━━ Excerpted data ━━

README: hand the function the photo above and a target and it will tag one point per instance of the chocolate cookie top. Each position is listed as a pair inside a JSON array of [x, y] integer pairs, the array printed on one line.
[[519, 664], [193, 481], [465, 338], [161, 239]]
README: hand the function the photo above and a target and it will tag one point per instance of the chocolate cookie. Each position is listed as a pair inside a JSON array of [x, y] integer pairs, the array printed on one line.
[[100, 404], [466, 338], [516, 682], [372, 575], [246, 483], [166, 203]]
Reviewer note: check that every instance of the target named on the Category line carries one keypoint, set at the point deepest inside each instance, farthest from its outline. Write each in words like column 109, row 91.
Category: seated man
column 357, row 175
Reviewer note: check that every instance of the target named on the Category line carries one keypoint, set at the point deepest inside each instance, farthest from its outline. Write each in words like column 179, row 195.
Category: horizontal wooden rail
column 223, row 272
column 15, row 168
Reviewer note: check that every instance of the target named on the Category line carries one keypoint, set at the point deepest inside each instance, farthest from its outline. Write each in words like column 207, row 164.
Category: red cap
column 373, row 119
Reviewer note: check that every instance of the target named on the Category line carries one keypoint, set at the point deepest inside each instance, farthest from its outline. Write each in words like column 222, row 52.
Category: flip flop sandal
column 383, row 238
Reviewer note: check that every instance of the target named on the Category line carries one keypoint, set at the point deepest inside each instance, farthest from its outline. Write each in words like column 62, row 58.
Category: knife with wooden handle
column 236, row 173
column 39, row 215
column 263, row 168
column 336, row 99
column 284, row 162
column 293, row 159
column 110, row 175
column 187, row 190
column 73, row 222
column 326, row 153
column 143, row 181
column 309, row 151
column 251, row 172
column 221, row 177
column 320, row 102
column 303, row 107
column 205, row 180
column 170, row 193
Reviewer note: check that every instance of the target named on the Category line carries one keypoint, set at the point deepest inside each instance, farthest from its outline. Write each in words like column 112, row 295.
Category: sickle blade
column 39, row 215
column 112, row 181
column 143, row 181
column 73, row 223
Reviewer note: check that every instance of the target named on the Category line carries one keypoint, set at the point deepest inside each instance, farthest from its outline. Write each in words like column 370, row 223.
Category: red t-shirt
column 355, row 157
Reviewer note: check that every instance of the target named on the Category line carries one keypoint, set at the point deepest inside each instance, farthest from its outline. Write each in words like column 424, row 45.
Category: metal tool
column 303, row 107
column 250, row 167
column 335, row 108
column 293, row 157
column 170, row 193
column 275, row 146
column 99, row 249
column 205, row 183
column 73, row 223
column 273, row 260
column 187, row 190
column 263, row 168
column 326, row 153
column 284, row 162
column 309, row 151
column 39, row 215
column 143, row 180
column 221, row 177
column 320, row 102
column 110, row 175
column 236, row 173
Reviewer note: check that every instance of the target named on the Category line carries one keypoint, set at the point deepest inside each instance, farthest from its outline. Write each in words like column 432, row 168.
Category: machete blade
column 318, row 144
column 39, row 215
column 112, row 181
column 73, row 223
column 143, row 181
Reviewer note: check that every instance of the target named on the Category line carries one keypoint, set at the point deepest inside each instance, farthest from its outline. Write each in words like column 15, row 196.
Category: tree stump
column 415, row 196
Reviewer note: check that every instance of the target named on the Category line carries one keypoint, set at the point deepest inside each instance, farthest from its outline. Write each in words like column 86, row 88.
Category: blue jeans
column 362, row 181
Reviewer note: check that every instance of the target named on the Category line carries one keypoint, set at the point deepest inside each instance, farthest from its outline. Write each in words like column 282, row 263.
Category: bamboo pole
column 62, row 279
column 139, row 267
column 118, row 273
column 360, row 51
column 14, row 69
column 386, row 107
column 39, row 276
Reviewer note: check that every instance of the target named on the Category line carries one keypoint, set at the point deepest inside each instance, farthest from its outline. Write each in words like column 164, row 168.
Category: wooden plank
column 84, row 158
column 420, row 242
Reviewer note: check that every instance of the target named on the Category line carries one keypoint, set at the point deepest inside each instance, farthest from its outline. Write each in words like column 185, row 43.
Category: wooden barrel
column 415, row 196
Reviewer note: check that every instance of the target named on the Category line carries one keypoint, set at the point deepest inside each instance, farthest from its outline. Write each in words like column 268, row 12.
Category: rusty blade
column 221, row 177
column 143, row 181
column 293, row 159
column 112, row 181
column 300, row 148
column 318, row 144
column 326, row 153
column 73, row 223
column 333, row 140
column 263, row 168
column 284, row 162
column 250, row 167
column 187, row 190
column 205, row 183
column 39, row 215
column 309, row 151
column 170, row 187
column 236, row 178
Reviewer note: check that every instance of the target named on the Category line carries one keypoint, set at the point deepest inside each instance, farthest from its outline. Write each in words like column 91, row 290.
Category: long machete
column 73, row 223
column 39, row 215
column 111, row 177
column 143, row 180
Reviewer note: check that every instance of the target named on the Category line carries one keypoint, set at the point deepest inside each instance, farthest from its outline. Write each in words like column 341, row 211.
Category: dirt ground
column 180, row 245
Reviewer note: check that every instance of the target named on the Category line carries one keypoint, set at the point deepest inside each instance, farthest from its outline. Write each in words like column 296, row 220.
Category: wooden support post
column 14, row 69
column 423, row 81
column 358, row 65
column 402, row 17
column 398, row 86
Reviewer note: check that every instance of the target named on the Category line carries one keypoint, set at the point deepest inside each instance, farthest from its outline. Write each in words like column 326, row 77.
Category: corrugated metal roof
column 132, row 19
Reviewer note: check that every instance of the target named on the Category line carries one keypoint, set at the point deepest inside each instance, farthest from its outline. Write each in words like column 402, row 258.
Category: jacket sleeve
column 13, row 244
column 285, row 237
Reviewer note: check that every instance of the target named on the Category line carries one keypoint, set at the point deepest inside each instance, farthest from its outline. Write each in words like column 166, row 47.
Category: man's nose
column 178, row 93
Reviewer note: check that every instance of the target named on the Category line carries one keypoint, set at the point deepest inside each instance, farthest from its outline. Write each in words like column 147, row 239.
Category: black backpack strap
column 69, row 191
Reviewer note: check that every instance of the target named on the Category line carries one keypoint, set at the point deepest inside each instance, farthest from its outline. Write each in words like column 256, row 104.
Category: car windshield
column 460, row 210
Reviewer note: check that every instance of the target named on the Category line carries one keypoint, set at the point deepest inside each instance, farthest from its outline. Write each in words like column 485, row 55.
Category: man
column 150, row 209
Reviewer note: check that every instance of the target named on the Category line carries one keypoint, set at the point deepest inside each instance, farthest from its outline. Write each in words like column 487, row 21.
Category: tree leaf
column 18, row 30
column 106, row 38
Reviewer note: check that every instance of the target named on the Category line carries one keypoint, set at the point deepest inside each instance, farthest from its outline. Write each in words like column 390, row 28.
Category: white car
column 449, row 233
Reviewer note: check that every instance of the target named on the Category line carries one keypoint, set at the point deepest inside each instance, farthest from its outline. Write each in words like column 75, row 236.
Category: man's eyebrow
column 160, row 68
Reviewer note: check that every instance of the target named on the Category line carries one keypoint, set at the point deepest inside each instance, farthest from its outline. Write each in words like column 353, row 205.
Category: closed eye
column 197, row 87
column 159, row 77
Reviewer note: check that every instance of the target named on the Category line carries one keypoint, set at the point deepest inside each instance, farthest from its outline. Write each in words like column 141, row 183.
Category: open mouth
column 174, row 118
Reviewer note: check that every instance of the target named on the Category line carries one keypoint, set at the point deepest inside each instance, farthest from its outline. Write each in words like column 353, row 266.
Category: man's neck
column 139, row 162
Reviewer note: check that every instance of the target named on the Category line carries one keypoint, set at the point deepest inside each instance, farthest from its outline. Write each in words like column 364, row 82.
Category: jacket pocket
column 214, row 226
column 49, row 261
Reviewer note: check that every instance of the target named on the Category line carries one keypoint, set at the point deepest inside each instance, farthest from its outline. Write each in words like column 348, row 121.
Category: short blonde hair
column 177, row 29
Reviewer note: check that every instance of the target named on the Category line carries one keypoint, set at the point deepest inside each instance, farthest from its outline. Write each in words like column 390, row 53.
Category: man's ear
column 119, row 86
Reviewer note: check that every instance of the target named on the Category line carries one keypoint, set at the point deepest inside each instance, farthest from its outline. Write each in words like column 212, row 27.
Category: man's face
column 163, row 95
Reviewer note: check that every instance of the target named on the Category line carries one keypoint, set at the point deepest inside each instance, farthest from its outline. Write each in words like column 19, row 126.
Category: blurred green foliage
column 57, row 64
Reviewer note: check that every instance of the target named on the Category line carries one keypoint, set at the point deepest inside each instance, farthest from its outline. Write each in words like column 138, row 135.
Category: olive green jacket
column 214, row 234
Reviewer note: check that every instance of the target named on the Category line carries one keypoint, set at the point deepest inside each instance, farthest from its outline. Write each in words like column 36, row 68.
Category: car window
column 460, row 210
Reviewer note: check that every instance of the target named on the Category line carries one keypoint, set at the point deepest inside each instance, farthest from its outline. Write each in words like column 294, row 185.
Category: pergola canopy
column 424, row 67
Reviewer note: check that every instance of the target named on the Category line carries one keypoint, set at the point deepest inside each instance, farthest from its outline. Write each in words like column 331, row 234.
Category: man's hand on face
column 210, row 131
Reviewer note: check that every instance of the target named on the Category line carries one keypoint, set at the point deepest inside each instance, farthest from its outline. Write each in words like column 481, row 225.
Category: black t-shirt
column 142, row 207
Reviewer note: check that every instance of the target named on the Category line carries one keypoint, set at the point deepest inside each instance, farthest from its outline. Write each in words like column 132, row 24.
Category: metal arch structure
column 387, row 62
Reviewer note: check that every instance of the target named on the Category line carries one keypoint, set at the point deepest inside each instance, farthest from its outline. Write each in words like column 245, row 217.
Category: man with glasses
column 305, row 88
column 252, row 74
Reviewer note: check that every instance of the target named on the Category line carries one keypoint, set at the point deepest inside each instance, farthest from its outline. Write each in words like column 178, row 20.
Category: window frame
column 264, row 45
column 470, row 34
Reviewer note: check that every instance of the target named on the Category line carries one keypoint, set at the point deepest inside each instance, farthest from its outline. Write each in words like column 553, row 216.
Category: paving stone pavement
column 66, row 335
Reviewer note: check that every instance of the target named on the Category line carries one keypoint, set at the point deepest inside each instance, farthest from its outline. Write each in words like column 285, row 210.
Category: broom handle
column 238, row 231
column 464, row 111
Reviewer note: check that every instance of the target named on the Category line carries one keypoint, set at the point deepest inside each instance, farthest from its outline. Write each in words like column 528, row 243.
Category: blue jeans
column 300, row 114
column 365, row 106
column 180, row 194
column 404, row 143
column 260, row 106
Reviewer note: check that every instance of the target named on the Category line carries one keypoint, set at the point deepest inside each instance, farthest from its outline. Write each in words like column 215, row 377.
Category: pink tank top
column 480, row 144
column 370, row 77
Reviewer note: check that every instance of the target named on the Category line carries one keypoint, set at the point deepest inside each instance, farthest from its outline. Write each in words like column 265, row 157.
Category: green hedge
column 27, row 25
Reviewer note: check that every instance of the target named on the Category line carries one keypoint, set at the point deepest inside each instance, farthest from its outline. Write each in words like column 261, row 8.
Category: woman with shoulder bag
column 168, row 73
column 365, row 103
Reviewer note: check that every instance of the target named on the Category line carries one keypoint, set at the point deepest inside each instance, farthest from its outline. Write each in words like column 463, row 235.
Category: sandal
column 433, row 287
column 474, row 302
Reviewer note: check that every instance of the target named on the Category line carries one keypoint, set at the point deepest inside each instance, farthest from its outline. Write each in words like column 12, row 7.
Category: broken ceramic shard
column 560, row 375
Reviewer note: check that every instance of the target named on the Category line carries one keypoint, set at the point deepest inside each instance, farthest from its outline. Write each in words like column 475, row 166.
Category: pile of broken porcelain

━━━

About this task> In the records above, return precisely the line containing "475, row 166." and each line that comes after it, up to the final one.

Response below>
Reviewer note: check that every instance of the target named on the Category line carries one keypoint, set at the point deepest inside each instance, farthest from its outline. Write each in words like column 475, row 166.
Category: pile of broken porcelain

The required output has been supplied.